* Requirement 1 *
Copy the rows that follow the franchise fee passage below word for word, and leave the pictures out of your answer.

In consideration for the granting of this FRANCHISE and the use of the rights -of -way, easements
and other public places allowed hereunder, and effective the first day of the month after the effective date
of this FRANCHISE, LARGO shall be entitled to receive from CLEARWATER a franchise fee which will
equal six percent (6 %) of the Gross Receipts from the sale of Gas within the corporate limits of LARGO
for the term of this FRANCHISE. Payment of the franchise fee by CLEARWATER to LARGO shall be
made for each quarter no later than the forty -fifth (45th) day after the end of each quarter.

* Requirement 2 *
In the franchise fee passage, swap "Gross Receipts" for "total receipts" and write out the part from "In consideration for" up to and including "of each quarter.".

* Data records *

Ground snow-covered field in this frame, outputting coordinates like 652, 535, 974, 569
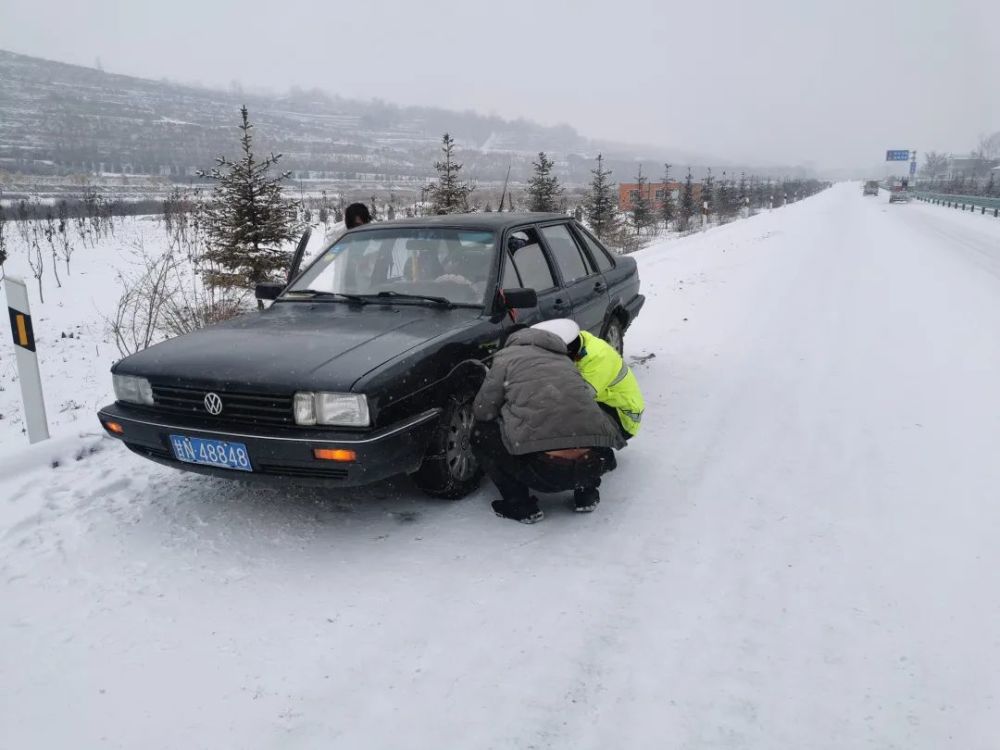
0, 185, 1000, 750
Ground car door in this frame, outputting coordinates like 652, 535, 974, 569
539, 223, 609, 336
501, 227, 573, 325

* Task result 1 *
Ground snow-covered field in this frame, outputting coordinates like 652, 535, 974, 569
0, 185, 1000, 750
Ground car door in this frame, outputting coordinates like 652, 535, 974, 569
539, 223, 609, 336
501, 227, 573, 325

* Task result 2 *
In consideration for the granting of this FRANCHISE and the use of the rights -of -way, easements
and other public places allowed hereunder, and effective the first day of the month after the effective date
of this FRANCHISE, LARGO shall be entitled to receive from CLEARWATER a franchise fee which will
equal six percent (6 %) of the total receipts from the sale of Gas within the corporate limits of LARGO
for the term of this FRANCHISE. Payment of the franchise fee by CLEARWATER to LARGO shall be
made for each quarter no later than the forty -fifth (45th) day after the end of each quarter.